Copy out only those lines running from the line with "If you could tag each instance of the distant" to the end of the listing, keeping each one exactly as it is.

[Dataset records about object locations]

::::::::::

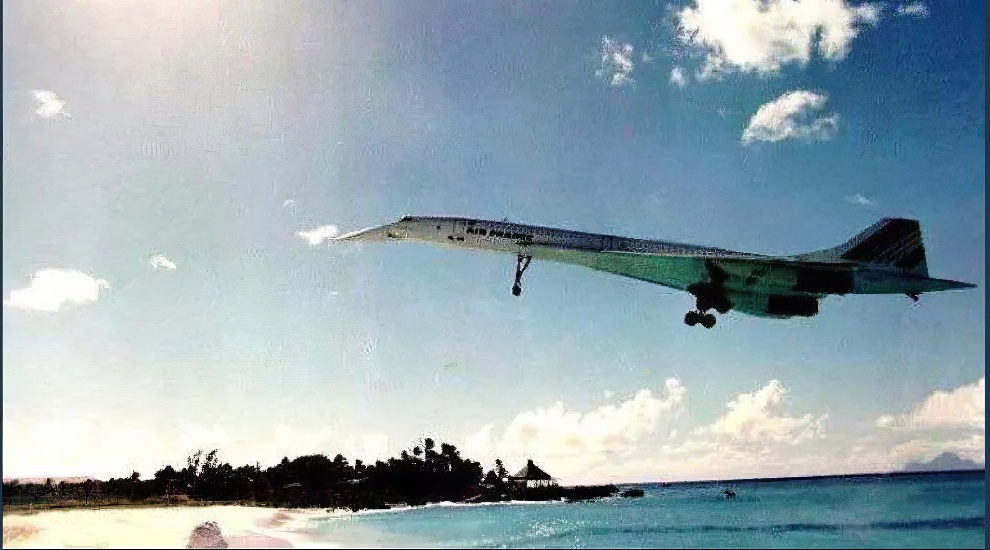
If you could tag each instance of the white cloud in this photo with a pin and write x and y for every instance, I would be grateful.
(859, 199)
(320, 234)
(787, 117)
(617, 62)
(754, 418)
(53, 288)
(961, 408)
(571, 441)
(49, 104)
(763, 35)
(916, 9)
(160, 261)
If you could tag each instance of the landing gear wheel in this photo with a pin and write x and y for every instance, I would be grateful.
(522, 262)
(708, 320)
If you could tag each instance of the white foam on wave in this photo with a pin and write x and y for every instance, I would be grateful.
(158, 527)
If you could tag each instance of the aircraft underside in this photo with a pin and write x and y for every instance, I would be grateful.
(749, 287)
(886, 258)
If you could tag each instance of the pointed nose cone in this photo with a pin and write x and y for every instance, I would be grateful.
(394, 230)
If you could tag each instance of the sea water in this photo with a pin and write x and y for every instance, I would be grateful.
(923, 511)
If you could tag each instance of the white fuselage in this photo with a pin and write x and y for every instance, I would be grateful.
(514, 238)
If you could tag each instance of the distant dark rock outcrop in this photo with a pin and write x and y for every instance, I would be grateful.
(943, 462)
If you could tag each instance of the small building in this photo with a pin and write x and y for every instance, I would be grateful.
(532, 476)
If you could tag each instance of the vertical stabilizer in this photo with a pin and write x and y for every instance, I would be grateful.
(893, 243)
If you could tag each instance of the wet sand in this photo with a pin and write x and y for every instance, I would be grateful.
(156, 527)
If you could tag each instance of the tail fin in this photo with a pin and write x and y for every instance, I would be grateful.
(891, 242)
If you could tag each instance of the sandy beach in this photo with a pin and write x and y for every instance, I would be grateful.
(153, 527)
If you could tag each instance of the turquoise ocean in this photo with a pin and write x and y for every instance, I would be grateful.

::::::::::

**WRITTEN REPLY**
If you could tag each instance of the distant dark rock outcrop in this photo with a pin and write x and y for every instance, I would be grateful.
(943, 462)
If you could tag each instance of the small building in this photo with a pin and write x and y for every instance, I would be grateful.
(532, 476)
If you could tag each instance of the vertical stabilizer in this photo with a pin and write x and y for every instance, I would be grateful.
(893, 243)
If you could tag each instance of the wet sand in this photo with a pin and write x and y for every instance, I would be grateful.
(156, 527)
If you could tag each instance of the tail fin in this photo with a pin and write x and y for every instance, I would be grateful.
(891, 242)
If you could tag each instance of the sandy beach in this photo with a pin and write x and y for every instance, I would be grateful.
(153, 527)
If you could tag each instance of the turquoise ocean in this photo with a pin and write x and y for every instance, I would be grateful.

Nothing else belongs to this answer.